** EXERCISE OBJECTIVE **
Render every line of the records below as a JSON list of strings, one string per line, skipping blank lines and leaving out the pictures.

** MATERIAL FOR THIS EXERCISE **
══════

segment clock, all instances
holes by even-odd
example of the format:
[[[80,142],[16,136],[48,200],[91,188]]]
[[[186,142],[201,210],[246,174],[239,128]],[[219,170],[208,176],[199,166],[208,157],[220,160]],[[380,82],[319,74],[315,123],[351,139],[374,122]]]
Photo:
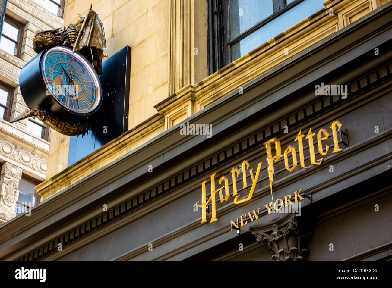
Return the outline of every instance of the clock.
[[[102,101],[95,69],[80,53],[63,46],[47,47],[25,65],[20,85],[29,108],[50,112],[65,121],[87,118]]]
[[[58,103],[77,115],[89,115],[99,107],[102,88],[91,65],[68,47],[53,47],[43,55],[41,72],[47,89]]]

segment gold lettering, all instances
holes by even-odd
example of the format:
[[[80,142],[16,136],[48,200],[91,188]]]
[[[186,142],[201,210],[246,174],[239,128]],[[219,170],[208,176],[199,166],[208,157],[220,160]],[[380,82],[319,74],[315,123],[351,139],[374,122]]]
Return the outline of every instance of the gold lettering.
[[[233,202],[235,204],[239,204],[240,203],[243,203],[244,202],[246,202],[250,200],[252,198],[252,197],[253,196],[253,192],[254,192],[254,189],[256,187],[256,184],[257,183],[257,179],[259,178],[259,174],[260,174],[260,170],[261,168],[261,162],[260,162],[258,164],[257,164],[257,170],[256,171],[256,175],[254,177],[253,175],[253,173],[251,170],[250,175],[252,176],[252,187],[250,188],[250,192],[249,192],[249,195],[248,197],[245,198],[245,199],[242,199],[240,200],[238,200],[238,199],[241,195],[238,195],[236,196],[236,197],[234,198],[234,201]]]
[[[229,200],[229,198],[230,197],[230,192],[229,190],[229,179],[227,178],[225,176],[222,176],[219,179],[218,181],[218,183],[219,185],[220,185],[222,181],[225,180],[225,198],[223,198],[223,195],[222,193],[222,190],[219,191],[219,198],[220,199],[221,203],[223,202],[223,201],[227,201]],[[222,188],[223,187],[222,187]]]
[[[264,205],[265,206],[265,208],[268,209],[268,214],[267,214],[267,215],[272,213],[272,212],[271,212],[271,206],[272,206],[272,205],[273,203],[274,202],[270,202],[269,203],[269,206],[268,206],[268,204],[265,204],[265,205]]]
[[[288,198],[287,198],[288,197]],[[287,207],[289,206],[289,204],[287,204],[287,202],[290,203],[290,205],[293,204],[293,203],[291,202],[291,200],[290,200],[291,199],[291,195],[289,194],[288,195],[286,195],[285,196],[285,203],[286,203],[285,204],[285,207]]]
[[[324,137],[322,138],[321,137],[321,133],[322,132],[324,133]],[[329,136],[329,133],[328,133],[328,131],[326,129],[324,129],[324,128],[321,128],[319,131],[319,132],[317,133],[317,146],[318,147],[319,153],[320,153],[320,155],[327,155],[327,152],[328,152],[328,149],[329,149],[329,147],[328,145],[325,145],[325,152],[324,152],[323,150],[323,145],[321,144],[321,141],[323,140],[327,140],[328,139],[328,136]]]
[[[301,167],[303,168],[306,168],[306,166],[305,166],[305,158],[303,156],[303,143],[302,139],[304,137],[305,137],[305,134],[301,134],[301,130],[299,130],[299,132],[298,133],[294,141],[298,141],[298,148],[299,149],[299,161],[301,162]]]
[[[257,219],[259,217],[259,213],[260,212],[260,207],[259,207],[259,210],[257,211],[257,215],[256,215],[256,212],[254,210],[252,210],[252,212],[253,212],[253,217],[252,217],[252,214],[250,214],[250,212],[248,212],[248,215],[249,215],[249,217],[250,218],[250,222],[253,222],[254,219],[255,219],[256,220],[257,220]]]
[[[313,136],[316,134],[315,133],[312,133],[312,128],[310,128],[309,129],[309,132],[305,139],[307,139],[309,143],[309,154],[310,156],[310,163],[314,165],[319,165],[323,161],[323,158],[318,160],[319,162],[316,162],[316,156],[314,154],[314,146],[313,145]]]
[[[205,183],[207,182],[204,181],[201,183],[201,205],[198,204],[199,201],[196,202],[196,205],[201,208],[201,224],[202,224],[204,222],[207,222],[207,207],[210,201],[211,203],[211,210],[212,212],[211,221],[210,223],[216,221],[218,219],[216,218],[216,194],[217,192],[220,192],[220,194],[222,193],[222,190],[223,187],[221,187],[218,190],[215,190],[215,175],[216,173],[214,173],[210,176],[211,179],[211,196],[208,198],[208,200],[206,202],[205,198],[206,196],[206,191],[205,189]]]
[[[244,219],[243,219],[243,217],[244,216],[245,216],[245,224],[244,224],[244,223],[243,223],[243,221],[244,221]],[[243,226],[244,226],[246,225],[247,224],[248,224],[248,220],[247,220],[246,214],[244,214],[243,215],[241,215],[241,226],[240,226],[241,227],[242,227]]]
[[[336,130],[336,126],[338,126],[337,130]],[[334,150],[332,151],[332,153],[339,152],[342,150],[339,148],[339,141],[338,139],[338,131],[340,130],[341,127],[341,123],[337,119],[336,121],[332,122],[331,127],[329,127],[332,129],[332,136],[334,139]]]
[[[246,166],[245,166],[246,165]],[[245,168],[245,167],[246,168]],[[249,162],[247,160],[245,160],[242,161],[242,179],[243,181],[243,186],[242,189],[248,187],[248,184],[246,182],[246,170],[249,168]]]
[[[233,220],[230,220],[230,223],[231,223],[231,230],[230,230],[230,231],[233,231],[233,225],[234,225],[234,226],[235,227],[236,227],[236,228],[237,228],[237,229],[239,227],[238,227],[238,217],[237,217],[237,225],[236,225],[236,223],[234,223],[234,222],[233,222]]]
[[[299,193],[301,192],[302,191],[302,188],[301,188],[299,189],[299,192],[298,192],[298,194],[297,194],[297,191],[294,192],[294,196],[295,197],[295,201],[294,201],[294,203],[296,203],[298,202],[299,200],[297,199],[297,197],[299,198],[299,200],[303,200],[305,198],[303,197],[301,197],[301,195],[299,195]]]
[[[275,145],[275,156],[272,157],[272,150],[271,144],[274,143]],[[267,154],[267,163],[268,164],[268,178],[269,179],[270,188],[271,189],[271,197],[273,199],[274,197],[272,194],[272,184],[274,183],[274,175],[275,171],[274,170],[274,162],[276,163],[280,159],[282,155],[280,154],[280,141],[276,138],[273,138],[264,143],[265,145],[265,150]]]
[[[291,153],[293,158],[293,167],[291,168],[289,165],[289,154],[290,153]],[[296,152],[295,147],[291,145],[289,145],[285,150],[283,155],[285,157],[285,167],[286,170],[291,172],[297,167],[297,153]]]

══════

** REPLY TO THE EXERCISE **
[
  "segment clock, all instances",
  "holes by even-odd",
  "example of the format:",
  "[[[80,142],[16,136],[48,200],[91,188]]]",
  "[[[186,142],[201,210],[246,174],[239,128]],[[219,170],[208,176],[199,166],[208,157],[220,160]],[[380,82],[319,74],[315,123],[351,139],[374,122]]]",
  "Photo:",
  "Return the outline of every instance of the clock.",
  "[[[102,101],[95,69],[80,53],[63,46],[47,47],[25,65],[20,85],[29,108],[50,112],[65,121],[87,118]]]",
  "[[[58,103],[77,115],[89,115],[99,107],[102,88],[91,65],[68,47],[53,47],[43,55],[41,72],[47,89]]]",
  "segment gold lettering, all instances",
  "holes by even-odd",
  "example of the format:",
  "[[[80,142],[16,136],[48,200],[91,188]]]",
  "[[[186,142],[201,210],[246,174],[239,128]],[[219,170],[208,176],[199,166],[208,157],[220,160]],[[380,82],[319,74],[315,123],[351,139],[374,122]]]",
  "Return the outline of every instance of the gold lettering.",
  "[[[233,202],[235,204],[239,204],[240,203],[243,203],[244,202],[246,202],[250,200],[252,198],[252,197],[253,196],[253,192],[254,192],[254,189],[256,187],[256,184],[257,183],[257,179],[259,178],[259,174],[260,174],[260,170],[261,168],[261,162],[260,162],[258,164],[257,164],[257,170],[256,171],[256,175],[254,177],[253,175],[253,173],[251,170],[250,175],[252,176],[252,187],[250,188],[250,192],[249,192],[249,195],[248,197],[245,198],[245,199],[242,199],[240,200],[238,200],[238,199],[241,195],[238,195],[236,196],[236,197],[234,198],[234,201]]]",
  "[[[229,200],[229,198],[230,197],[230,192],[229,190],[229,179],[227,178],[225,176],[222,176],[219,179],[218,181],[218,183],[219,185],[220,185],[222,181],[225,180],[225,198],[223,198],[223,195],[222,193],[222,190],[219,191],[219,198],[220,199],[221,203],[223,202],[223,201],[227,201]],[[222,188],[223,187],[222,187]]]",
  "[[[264,205],[265,206],[265,208],[268,209],[268,214],[267,214],[267,215],[272,213],[272,212],[271,212],[271,206],[272,206],[272,205],[273,203],[274,202],[270,202],[269,203],[269,206],[268,206],[268,204],[265,204],[265,205]]]",
  "[[[288,198],[287,198],[288,197]],[[287,207],[289,206],[289,204],[287,204],[287,202],[290,203],[290,205],[293,204],[293,203],[291,202],[291,200],[290,200],[291,199],[291,195],[289,194],[288,195],[286,195],[285,196],[285,203],[286,203],[285,204],[285,207]]]",
  "[[[324,137],[322,138],[321,137],[321,133],[322,132],[324,133]],[[329,136],[329,133],[328,133],[328,131],[326,129],[324,129],[324,128],[321,128],[319,131],[319,132],[317,133],[317,146],[318,147],[319,153],[320,153],[320,155],[327,155],[327,152],[328,152],[328,149],[329,149],[329,147],[328,145],[325,145],[325,152],[324,152],[323,150],[323,145],[321,144],[321,141],[323,140],[327,140],[328,139],[328,136]]]",
  "[[[301,167],[303,168],[306,168],[306,166],[305,166],[305,158],[303,156],[303,143],[302,139],[304,137],[305,137],[305,134],[301,134],[301,130],[299,130],[299,132],[298,133],[294,141],[298,141],[298,148],[299,149],[299,161],[301,162]]]",
  "[[[257,219],[259,217],[259,213],[260,212],[260,207],[259,207],[259,210],[257,211],[257,215],[256,215],[256,212],[254,210],[252,210],[252,212],[253,212],[253,217],[252,217],[252,214],[250,214],[250,212],[248,212],[248,215],[249,215],[249,217],[250,218],[250,222],[253,222],[254,219],[255,219],[256,220],[257,220]]]",
  "[[[313,136],[316,134],[315,133],[312,133],[312,128],[310,128],[309,129],[309,132],[305,139],[307,139],[309,143],[309,154],[310,156],[310,163],[314,165],[319,165],[323,161],[323,158],[318,160],[319,162],[316,162],[316,156],[314,154],[314,146],[313,145]]]",
  "[[[205,183],[207,182],[204,181],[201,183],[201,205],[198,204],[199,201],[196,202],[196,205],[201,208],[201,224],[202,224],[204,222],[207,222],[207,207],[210,201],[211,203],[211,210],[212,212],[211,221],[210,223],[216,221],[218,219],[216,218],[216,194],[217,192],[220,192],[220,194],[222,193],[222,190],[223,187],[221,187],[218,190],[215,190],[215,175],[216,173],[214,173],[210,176],[211,179],[211,196],[208,198],[208,200],[206,202],[205,198],[206,196],[206,191],[205,189]]]",
  "[[[244,219],[243,219],[243,217],[244,216],[245,216],[245,224],[244,224],[244,223],[243,223],[243,221],[244,221]],[[243,226],[244,226],[246,225],[247,224],[248,224],[248,220],[247,220],[246,214],[244,214],[243,215],[241,215],[241,226],[240,226],[241,227],[242,227]]]",
  "[[[336,130],[336,126],[338,126],[337,130]],[[334,150],[332,151],[332,153],[339,152],[342,150],[339,148],[339,141],[338,139],[338,131],[340,130],[341,127],[341,123],[337,119],[336,121],[332,122],[331,127],[329,127],[332,129],[332,136],[334,139]]]",
  "[[[246,166],[245,166],[246,165]],[[245,168],[245,167],[246,168]],[[249,162],[247,160],[245,160],[242,161],[242,179],[243,181],[243,186],[242,189],[248,187],[248,184],[246,182],[246,170],[249,168]]]",
  "[[[233,220],[230,220],[230,223],[231,223],[231,230],[230,230],[230,231],[233,231],[233,225],[234,225],[234,226],[235,227],[236,227],[236,228],[237,228],[237,229],[239,227],[238,227],[238,217],[237,217],[237,225],[236,225],[236,223],[234,223],[234,222],[233,222]]]",
  "[[[299,193],[301,192],[302,191],[302,188],[301,188],[299,189],[299,192],[298,192],[298,194],[297,194],[297,191],[294,192],[294,196],[295,197],[295,201],[294,201],[294,203],[296,203],[298,202],[299,200],[297,199],[297,197],[299,198],[299,200],[303,200],[305,198],[303,197],[301,197],[301,195],[299,195]]]",
  "[[[275,145],[275,156],[272,157],[272,150],[271,144],[274,143]],[[267,154],[267,163],[268,164],[268,178],[269,179],[270,188],[271,189],[271,197],[273,199],[274,197],[272,194],[272,184],[274,183],[274,175],[275,171],[274,170],[274,162],[276,163],[280,159],[282,155],[280,154],[280,141],[276,138],[273,138],[264,143],[265,145],[265,150]]]",
  "[[[291,153],[293,158],[293,167],[291,168],[289,165],[289,154],[290,153]],[[296,152],[295,147],[291,145],[289,145],[285,150],[283,155],[285,157],[285,167],[286,170],[291,172],[297,167],[297,153]]]"
]